Wednesday, November 25, 2009

Iran's leader makes inroads in Latin America

CARACAS, Venezuela – Iranian leader Mahmoud Ahmadinejad sought to expand Tehran's influence in Latin America and deepen his alliance with Venezuela's Hugo Chavez on Wednesday in a visit that offered him a platform to defend his country's nuclear program.

Both leaders roundly denounced U.S. "imperialism," and Chavez also called Israel "a murderous arm of the Yankee empire."

Chavez rebuked Israeli President Shimon Peres for his recent prediction that the people of Venezuela and Iran will soon make their leaders disappear.

"What the president of Israel said, we take it as a threat," Chavez said, standing beside Ahmadinejad outside the presidential palace.

Ahmadinejad's visit triggered small protests and was condemned by Chavez opponents and Venezuela's Jewish community. Students protested outside a Caracas hotel where Ahmadinejad was thought to be staying, and another group outside the Iranian Embassy shouted, "We don't want him, go away!"

Chavez welcomed Ahmadinejad saying both countries are withstanding threats from "the same empire" — the United States. Ahmadinejad praised Chavez saying he is "withstanding the aggressions of imperialism like a mountain," and that the countries are like two soldiers in the same battle trench.

"We feel at home here and among our brothers," Ahmadinejad said through an interpreter. "We're going to be together until the end."

Chavez's enthusiastic embrace of Iran has made Venezuela a gateway for the Iranian government to make diplomatic inroads in Latin America.

Chavez and Ahmadinejad were expected to discuss cooperation in energy, investments, trade and other areas. Venezuela was the final leg of the Iranian leader's three-country goodwill tour of Latin America, after stops in Brazil and Bolivia.

Iran has already helped Venezuela set up factories that assemble cars, tractors and bicycles, and Iranian businesses have sent crews to build public housing under contracts with Venezuela.

Venezuela's opposition accused Chavez of developing a "dangerous alliance" by growing close to Ahmadinejad, citing concerns about the nuclear program and the Iranian president's record on women's rights, crackdowns on dissent and his denials of the Holocaust.

"We reject the presence of someone who would carry out a program of enriching uranium without being subject to international controls," leading opposition parties said in a statement.

The Venezuelan Confederation of Israelite Associations also criticized the government's reception of Ahmadinejad, calling the Iranian president an "ominous character" and expressing concern his tour may help legitimize his government.

Chavez has drawn closer to Iran while increasingly clashing with Israel. His government has accused Peres of trying to disrupt Iran's growing ties with Latin America when the Israeli leader said last week that Chavez and Admadinejad will disappear from the political scene before long.

* [RECORD SET]
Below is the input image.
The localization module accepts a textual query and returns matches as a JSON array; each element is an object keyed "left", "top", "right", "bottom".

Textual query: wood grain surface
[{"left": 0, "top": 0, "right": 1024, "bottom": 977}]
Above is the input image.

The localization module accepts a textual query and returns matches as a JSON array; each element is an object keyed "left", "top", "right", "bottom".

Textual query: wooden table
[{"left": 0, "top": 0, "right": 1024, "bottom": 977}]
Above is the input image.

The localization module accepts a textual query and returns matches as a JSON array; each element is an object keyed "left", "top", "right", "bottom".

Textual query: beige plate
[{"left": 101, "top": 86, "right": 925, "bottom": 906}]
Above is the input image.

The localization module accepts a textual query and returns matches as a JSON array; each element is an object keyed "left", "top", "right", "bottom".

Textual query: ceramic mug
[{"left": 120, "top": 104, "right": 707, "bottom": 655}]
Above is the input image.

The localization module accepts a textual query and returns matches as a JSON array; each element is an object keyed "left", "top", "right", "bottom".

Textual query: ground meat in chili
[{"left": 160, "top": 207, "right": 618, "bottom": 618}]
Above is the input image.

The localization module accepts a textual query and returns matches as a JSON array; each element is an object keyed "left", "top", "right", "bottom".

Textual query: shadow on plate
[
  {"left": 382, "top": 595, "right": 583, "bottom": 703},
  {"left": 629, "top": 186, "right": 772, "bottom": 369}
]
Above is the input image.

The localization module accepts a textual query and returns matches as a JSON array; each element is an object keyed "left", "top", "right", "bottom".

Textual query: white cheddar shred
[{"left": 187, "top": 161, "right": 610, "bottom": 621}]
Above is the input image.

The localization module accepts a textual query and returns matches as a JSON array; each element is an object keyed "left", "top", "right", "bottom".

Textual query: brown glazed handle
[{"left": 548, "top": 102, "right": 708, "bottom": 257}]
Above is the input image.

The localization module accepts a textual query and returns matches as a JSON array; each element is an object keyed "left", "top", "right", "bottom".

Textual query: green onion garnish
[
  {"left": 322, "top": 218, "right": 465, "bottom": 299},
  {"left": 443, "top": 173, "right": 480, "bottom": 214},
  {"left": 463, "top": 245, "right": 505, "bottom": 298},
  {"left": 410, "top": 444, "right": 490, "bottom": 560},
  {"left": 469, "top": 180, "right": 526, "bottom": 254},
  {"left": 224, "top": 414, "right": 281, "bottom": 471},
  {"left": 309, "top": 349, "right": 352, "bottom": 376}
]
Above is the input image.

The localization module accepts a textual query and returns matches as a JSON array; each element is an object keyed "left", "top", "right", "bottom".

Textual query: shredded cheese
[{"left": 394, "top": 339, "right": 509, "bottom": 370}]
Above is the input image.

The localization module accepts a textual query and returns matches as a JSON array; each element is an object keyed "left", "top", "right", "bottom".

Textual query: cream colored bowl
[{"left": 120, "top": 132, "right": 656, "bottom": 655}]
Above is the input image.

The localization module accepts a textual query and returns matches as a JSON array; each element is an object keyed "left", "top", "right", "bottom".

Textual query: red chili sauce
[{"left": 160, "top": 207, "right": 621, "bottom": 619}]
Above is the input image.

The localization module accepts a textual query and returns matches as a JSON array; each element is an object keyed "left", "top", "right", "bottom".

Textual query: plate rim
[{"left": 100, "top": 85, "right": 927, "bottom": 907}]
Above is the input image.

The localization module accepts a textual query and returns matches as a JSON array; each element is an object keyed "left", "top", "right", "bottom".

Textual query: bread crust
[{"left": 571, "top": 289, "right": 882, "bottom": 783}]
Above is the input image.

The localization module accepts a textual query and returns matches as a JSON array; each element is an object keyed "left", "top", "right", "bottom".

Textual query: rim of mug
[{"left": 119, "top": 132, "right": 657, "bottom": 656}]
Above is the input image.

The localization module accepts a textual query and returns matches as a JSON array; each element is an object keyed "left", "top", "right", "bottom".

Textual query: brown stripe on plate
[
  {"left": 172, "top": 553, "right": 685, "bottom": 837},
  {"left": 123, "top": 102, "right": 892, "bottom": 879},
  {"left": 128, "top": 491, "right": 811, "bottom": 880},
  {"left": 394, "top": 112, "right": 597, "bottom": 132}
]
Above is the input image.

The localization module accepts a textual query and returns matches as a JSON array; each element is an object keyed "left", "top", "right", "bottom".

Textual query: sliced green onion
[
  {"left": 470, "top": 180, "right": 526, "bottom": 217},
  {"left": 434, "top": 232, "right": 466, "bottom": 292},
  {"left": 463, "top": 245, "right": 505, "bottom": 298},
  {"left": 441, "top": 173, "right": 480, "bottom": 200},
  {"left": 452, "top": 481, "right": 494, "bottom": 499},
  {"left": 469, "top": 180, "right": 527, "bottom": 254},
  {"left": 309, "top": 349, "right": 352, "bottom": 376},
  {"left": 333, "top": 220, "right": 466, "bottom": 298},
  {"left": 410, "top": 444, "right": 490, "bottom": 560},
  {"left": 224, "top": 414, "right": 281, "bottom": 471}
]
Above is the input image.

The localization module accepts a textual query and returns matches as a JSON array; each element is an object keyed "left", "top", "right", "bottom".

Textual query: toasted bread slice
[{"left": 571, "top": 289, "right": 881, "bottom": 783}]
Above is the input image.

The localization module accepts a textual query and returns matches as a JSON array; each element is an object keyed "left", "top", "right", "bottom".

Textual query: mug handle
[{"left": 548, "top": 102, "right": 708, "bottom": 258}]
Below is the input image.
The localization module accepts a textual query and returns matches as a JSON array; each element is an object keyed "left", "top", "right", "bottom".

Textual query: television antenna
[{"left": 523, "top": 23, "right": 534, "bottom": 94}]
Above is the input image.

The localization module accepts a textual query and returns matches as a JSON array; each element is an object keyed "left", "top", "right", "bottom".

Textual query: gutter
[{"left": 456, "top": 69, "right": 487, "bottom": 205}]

* [QUESTIONS ON THE MATERIAL]
(A) List every country named in the article about Ahmadinejad's visit to Venezuela.
(B) Write the next part of the article about Ahmadinejad's visit to Venezuela, picking up after its last sentence.
The entries come from a separate source and are unrelated to the article.

* [ANSWERS TO THE PROBLEMS]
(A) Venezuela, Iran, Israel, the United States, Brazil, Bolivia

(B)
Peres spokeswoman Ayelet Frisch quoted the Israeli president as saying Chavez and Ahmadinejad do not give their people any hope, and therefore Venezuelans and Iranians will replace them by democratic means. She said Peres did not threaten anyone, but expressed facts as they are.

Chavez broke off diplomatic ties with Israel in January to protest its military offensive in the Gaza Strip.

Both Chavez and Bolivian President Evo Morales, meanwhile, have offered support for Iran's nuclear program, saying it is peaceful and not aimed at developing nuclear weapons as the U.S. and European nations fear.

In Bolivia on Tuesday, Morales and Ahmadinejad signed a joint declaration supporting "the right of all nations to the use and development of nuclear energy for peaceful means" — a stance shared by Chavez, who hopes to start a nuclear energy program.

Venezuela said last month that an aerial survey of its mineral deposits backed by Iran uncovered uranium deposits that could eventually be used for atomic energy.

Ahmadinejad's visit to Latin America — especially the first stop in politically moderate Brazil — appeared designed to provide a new measure of international legitimacy as his nation refuses to back down on the nuclear issue.

It is Ahmadinejad's fourth visit to Venezuela, and Foreign Minister Nicolas Maduro says the countries have signed about 270 cooperation agreements in areas ranging from energy to scientific projects.

Chavez's close ties with Iran have drawn alarm in Washington and Israel as officials warn Iran could use the relationship to support weapons programs or terrorism.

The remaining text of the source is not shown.